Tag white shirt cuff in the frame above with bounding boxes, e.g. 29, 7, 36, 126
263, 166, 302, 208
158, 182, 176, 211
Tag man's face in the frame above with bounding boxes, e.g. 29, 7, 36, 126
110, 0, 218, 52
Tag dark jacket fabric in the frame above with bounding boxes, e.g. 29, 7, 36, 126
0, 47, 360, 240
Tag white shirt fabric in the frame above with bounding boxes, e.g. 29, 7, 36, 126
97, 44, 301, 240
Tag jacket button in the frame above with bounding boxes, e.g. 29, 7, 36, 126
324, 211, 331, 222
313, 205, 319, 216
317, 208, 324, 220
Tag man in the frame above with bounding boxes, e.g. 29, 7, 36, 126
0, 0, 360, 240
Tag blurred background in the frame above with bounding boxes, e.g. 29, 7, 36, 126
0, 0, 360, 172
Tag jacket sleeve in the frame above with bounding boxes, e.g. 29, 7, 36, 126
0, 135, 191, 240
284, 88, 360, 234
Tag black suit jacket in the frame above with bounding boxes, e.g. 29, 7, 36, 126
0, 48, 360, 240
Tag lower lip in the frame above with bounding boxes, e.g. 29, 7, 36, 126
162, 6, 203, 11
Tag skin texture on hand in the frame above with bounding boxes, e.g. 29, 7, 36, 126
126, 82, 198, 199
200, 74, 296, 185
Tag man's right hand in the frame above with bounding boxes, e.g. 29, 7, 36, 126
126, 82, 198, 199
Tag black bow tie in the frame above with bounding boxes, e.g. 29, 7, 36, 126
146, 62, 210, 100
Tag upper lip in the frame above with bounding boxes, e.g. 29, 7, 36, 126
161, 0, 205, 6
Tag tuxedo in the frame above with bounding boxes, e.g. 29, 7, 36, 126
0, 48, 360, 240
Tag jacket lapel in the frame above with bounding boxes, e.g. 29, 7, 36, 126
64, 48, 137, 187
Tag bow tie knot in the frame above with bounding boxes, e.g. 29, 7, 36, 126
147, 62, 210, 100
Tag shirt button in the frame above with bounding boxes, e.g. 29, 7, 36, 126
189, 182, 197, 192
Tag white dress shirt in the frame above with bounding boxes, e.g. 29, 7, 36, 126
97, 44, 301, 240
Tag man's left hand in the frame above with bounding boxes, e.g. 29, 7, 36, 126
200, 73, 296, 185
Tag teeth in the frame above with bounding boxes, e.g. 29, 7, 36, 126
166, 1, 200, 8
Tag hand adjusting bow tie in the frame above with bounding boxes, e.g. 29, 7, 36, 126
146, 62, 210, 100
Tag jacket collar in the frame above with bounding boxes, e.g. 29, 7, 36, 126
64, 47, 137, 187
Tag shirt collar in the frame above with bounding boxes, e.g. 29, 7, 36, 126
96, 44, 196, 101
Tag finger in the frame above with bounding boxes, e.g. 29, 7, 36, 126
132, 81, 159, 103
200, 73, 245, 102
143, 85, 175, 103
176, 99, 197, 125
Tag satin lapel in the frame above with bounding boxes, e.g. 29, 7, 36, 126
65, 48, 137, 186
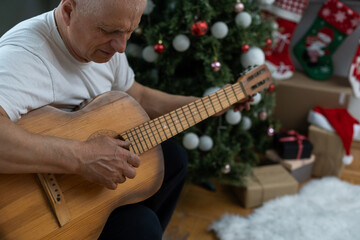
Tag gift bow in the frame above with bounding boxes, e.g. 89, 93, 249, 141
279, 130, 306, 159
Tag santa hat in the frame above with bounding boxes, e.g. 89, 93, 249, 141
317, 27, 334, 44
308, 106, 359, 165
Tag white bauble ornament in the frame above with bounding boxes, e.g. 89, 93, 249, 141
235, 12, 251, 28
142, 46, 158, 62
250, 93, 262, 105
203, 87, 221, 97
211, 22, 229, 39
172, 34, 190, 52
125, 43, 142, 58
183, 132, 200, 150
143, 0, 155, 15
258, 0, 275, 5
225, 109, 241, 125
240, 47, 265, 68
199, 135, 214, 151
240, 116, 252, 131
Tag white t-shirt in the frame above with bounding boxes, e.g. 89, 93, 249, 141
0, 11, 134, 121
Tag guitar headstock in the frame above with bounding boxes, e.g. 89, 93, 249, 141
237, 64, 273, 96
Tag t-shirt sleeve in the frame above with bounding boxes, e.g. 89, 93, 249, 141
0, 45, 54, 122
112, 53, 135, 92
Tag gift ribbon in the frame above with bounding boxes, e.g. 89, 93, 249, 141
279, 130, 306, 159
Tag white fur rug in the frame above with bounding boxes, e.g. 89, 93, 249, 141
209, 177, 360, 240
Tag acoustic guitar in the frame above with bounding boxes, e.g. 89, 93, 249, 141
0, 65, 272, 240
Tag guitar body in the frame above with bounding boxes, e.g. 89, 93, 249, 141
0, 92, 164, 240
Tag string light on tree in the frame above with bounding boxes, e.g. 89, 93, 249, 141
199, 135, 214, 152
234, 0, 245, 13
235, 12, 252, 28
211, 58, 221, 72
143, 0, 155, 15
182, 132, 200, 150
210, 22, 229, 39
267, 125, 275, 137
258, 110, 267, 121
258, 0, 275, 5
190, 20, 209, 36
267, 84, 275, 93
240, 116, 252, 131
240, 46, 265, 68
172, 34, 190, 52
221, 163, 231, 174
142, 46, 158, 63
225, 109, 241, 125
154, 40, 165, 54
250, 93, 262, 105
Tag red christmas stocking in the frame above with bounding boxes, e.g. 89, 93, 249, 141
261, 0, 308, 80
349, 41, 360, 98
294, 0, 360, 80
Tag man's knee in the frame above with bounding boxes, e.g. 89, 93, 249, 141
99, 204, 163, 240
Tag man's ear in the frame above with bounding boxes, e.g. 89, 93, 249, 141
61, 0, 76, 26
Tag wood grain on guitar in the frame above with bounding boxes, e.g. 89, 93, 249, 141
0, 65, 272, 239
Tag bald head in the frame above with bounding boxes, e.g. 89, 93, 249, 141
74, 0, 146, 15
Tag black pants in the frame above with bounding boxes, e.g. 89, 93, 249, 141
99, 140, 187, 240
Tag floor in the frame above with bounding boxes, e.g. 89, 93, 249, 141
163, 155, 360, 240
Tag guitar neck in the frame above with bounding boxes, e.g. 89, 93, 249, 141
120, 83, 246, 154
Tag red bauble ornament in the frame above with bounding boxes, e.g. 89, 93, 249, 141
190, 20, 209, 36
211, 60, 221, 72
259, 111, 267, 121
265, 38, 272, 47
234, 1, 245, 13
241, 44, 250, 53
268, 84, 275, 93
154, 40, 165, 53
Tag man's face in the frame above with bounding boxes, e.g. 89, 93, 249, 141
68, 0, 146, 63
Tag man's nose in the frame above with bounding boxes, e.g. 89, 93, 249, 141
110, 36, 127, 53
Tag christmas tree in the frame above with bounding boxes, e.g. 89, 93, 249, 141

══════════════════════════════

● **Short task**: Please pull every line above out into your reply, word for word, leaving the pictures out.

● **Result for this task**:
Tag white shirt cuff in the frame above with bounding boxes, e.g. 29, 7, 36, 126
263, 166, 302, 208
158, 182, 176, 211
Tag man's face in the frame above with bounding boxes, e.g. 29, 7, 36, 126
110, 0, 218, 52
Tag dark jacket fabric in the frame above with bounding boxes, e.g. 29, 7, 36, 126
0, 47, 360, 240
Tag white shirt fabric in the frame above with bounding boxes, e.g. 29, 7, 36, 126
97, 44, 301, 240
Tag jacket button in the frame above with bounding boxes, e.g. 29, 7, 36, 126
324, 211, 331, 222
313, 205, 319, 216
317, 208, 324, 220
Tag man in the frame above with bounding boxes, e.g. 29, 7, 36, 126
0, 0, 360, 240
Tag blurred background in the frame above with bounding boxes, e.g. 29, 7, 36, 126
0, 0, 360, 172
Tag jacket sleeve in the frame above with bounding boxes, e.g. 29, 7, 36, 126
0, 135, 191, 240
284, 88, 360, 234
Tag black suit jacket in the frame above with bounding boxes, e.g. 29, 7, 36, 126
0, 48, 360, 240
Tag lower lip in the frame above with bounding boxes, e.g. 29, 7, 36, 126
162, 6, 203, 11
Tag skin texture on hand in the frame above with bounding boxes, e.g. 29, 7, 36, 126
126, 82, 198, 199
200, 74, 296, 185
Tag man's right hand in the frame above with bounding boxes, e.g. 29, 7, 36, 126
126, 82, 198, 199
Tag black bow tie in the frame above with bounding boxes, e.g. 29, 7, 36, 126
146, 62, 210, 100
Tag upper lip in the frame above with bounding boxes, e.g. 29, 7, 36, 126
161, 0, 205, 6
Tag tuxedo in the frame above with bounding boxes, e.g. 29, 7, 36, 126
0, 48, 360, 240
Tag jacket lapel in the frame above with bounding boxes, e.g. 29, 7, 36, 126
64, 48, 137, 187
Tag bow tie knot in the frame above with bounding boxes, e.g. 29, 7, 36, 126
147, 62, 210, 100
Tag shirt button in the frame above with bounding boxes, e.g. 29, 7, 36, 126
189, 182, 197, 192
Tag white dress shirt in the frame above with bounding boxes, e.g. 29, 7, 36, 126
97, 44, 301, 240
Tag man's left hand in the frame above with bounding boxes, e.g. 29, 7, 36, 126
200, 73, 296, 185
Tag teeth in the frame above with bounding boxes, e.g. 29, 7, 36, 126
166, 1, 200, 8
Tag hand adjusting bow tie in the frame above with bounding boxes, e.g. 29, 7, 36, 126
146, 62, 210, 100
Tag jacket collar in the frame above with bounding boxes, e.g. 29, 7, 36, 126
64, 47, 137, 187
Tag shirt collar in the frame above with bounding boxes, e.g. 29, 7, 36, 126
96, 44, 196, 101
Tag finger in the frame above with bounding boxes, e.g. 29, 7, 36, 126
132, 81, 159, 103
200, 73, 245, 102
143, 85, 175, 103
176, 99, 197, 125
Tag satin lapel in the frame above with bounding boxes, e.g. 29, 7, 36, 126
65, 48, 137, 186
Tag gift bow in the frame above with bounding boxes, e.g. 89, 93, 249, 141
279, 130, 306, 159
Tag santa hat in the frame above with bounding boxes, e.g. 89, 93, 249, 141
317, 27, 334, 44
308, 106, 359, 165
Tag white bauble ornament in the frame above with bounding boxes, e.g. 89, 93, 249, 141
235, 12, 251, 28
142, 46, 158, 62
250, 93, 262, 105
203, 87, 221, 97
211, 22, 229, 39
172, 34, 190, 52
125, 43, 142, 58
183, 132, 200, 150
143, 0, 155, 15
258, 0, 275, 5
225, 109, 241, 125
240, 47, 265, 68
199, 135, 214, 151
240, 116, 252, 131
Tag white t-shirt in the frame above with bounding boxes, e.g. 89, 93, 249, 141
0, 11, 134, 121
Tag guitar headstock in the frame above with bounding boxes, e.g. 89, 93, 249, 141
237, 64, 273, 96
Tag t-shirt sleeve in the frame above with bounding boxes, e.g. 89, 93, 249, 141
0, 45, 54, 122
112, 53, 135, 92
Tag gift ribbon in the frame above with bounding boxes, e.g. 89, 93, 249, 141
279, 130, 306, 159
Tag white fur rug in the frame above with bounding boxes, e.g. 89, 93, 249, 141
209, 177, 360, 240
Tag acoustic guitar in the frame above with bounding boxes, e.g. 89, 93, 249, 141
0, 65, 272, 240
Tag guitar body in the frame above with bounding boxes, e.g. 89, 93, 249, 141
0, 92, 164, 240
Tag string light on tree in the frame above with bounding boxes, e.g. 89, 93, 249, 141
199, 135, 214, 152
234, 0, 245, 13
235, 12, 252, 28
211, 58, 221, 72
143, 0, 155, 15
182, 132, 200, 150
210, 22, 229, 39
267, 125, 275, 137
258, 110, 267, 121
258, 0, 275, 5
190, 20, 209, 36
267, 84, 275, 93
240, 116, 252, 131
240, 46, 265, 68
172, 34, 190, 52
221, 163, 231, 174
142, 46, 158, 63
225, 109, 241, 125
154, 40, 165, 54
250, 93, 262, 105
Tag red christmas stocking in the frame above with bounding boxes, e.g. 89, 93, 249, 141
261, 0, 308, 80
349, 41, 360, 98
294, 0, 360, 80
Tag man's knee in the frame above with bounding boxes, e.g. 89, 93, 249, 141
99, 204, 163, 240
Tag man's ear in the frame above with bounding boxes, e.g. 89, 93, 249, 141
61, 0, 76, 26
Tag wood grain on guitar in the frame above with bounding boxes, e.g. 89, 93, 249, 141
0, 65, 272, 239
Tag bald head in the frame above with bounding boxes, e.g. 89, 93, 249, 141
74, 0, 146, 15
Tag black pants in the frame above with bounding boxes, e.g. 89, 93, 249, 141
99, 140, 187, 240
Tag floor in the frame above with bounding boxes, e.g. 89, 93, 249, 141
163, 155, 360, 240
Tag guitar neck in the frame above with bounding boxes, e.g. 89, 93, 249, 141
120, 83, 246, 154
Tag red bauble ornament in the frame above with bounding boxes, e.g. 89, 93, 249, 141
190, 20, 209, 36
211, 60, 221, 72
259, 111, 267, 121
265, 38, 272, 47
234, 1, 245, 13
241, 44, 250, 53
268, 84, 275, 93
154, 40, 165, 53
Tag man's face in the frame above with bounding boxes, e.g. 89, 93, 249, 141
68, 0, 146, 63
Tag man's nose in the frame above with bounding boxes, e.g. 89, 93, 249, 141
110, 36, 127, 53
Tag christmas tree in the frame above with bounding boxes, e.g. 89, 93, 249, 141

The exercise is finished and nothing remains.